-- Opening Marker --

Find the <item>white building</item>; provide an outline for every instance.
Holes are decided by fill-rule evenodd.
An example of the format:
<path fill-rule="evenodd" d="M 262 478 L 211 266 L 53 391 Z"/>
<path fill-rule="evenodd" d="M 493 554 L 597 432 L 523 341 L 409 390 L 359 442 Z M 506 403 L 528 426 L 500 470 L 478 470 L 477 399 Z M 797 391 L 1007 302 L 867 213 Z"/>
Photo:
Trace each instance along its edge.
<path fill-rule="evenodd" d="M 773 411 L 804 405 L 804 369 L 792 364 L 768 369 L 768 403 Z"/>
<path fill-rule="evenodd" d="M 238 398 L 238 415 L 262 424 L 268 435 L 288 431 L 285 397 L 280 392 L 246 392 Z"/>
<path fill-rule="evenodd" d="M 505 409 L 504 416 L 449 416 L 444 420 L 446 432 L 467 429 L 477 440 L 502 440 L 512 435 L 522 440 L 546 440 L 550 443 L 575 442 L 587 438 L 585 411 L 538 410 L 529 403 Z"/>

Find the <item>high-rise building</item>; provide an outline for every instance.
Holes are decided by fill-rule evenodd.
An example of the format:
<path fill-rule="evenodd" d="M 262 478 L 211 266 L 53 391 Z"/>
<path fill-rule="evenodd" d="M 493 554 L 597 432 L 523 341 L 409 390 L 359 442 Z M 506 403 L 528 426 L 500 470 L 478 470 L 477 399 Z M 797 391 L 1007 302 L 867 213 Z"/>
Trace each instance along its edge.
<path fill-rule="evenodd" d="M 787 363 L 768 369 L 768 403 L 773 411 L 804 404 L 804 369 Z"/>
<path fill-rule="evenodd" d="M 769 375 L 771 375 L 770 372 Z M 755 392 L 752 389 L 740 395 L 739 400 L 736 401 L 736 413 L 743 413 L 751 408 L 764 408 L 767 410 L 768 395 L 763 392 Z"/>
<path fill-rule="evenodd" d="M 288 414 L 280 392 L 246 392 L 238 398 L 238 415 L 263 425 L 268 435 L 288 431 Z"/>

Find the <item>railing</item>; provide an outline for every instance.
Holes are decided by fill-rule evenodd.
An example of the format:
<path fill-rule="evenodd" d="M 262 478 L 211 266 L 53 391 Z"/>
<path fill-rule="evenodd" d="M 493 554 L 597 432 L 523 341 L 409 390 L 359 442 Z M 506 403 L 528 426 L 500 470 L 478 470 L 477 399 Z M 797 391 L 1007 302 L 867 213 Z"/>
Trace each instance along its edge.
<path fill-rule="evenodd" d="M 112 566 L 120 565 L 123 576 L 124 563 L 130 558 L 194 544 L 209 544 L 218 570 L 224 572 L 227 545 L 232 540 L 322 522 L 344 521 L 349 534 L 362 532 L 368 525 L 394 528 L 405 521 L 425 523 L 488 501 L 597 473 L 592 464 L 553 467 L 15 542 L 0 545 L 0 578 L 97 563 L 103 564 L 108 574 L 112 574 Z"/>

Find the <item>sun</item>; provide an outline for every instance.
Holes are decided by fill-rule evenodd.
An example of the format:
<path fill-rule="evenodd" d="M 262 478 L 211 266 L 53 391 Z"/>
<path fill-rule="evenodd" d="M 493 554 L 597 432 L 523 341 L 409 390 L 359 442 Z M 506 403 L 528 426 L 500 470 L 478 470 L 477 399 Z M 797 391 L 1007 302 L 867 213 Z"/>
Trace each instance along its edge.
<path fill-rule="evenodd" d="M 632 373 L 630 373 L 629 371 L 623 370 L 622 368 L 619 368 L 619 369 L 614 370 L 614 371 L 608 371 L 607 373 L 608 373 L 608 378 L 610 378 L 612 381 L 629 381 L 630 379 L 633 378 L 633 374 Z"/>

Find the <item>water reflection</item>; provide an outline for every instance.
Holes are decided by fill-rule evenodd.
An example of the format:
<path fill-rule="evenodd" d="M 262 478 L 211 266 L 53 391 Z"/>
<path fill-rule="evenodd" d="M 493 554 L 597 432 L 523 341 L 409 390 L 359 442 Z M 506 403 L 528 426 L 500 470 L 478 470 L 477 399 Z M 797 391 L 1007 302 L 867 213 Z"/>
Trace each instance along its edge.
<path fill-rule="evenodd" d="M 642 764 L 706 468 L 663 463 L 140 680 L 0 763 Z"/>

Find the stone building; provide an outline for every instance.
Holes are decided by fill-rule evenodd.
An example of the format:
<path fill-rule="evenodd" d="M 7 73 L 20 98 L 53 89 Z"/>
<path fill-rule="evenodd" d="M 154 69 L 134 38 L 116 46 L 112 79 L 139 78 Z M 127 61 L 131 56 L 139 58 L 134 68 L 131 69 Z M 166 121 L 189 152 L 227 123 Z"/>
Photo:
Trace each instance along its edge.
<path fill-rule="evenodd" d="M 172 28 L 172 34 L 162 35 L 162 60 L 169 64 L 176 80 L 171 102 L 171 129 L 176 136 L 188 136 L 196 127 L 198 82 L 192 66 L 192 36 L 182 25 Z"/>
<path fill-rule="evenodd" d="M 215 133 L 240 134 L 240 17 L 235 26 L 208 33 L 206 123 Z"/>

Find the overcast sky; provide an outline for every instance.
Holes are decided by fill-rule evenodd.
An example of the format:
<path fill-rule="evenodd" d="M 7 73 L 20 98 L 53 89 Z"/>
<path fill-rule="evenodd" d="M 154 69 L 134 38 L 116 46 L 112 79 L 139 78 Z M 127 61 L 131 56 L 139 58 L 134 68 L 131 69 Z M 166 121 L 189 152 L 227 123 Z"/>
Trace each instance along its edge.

-- Closing Marker --

DESCRIPTION OF THE TASK: What are the lines above that hold the string "building"? Copy them.

EXERCISE ANSWER:
Find the <item>white building</item>; provide an outline for every instance.
Find the <item>high-rise building</item>; provide an outline for every instance.
Find the stone building; provide an outline for every instance.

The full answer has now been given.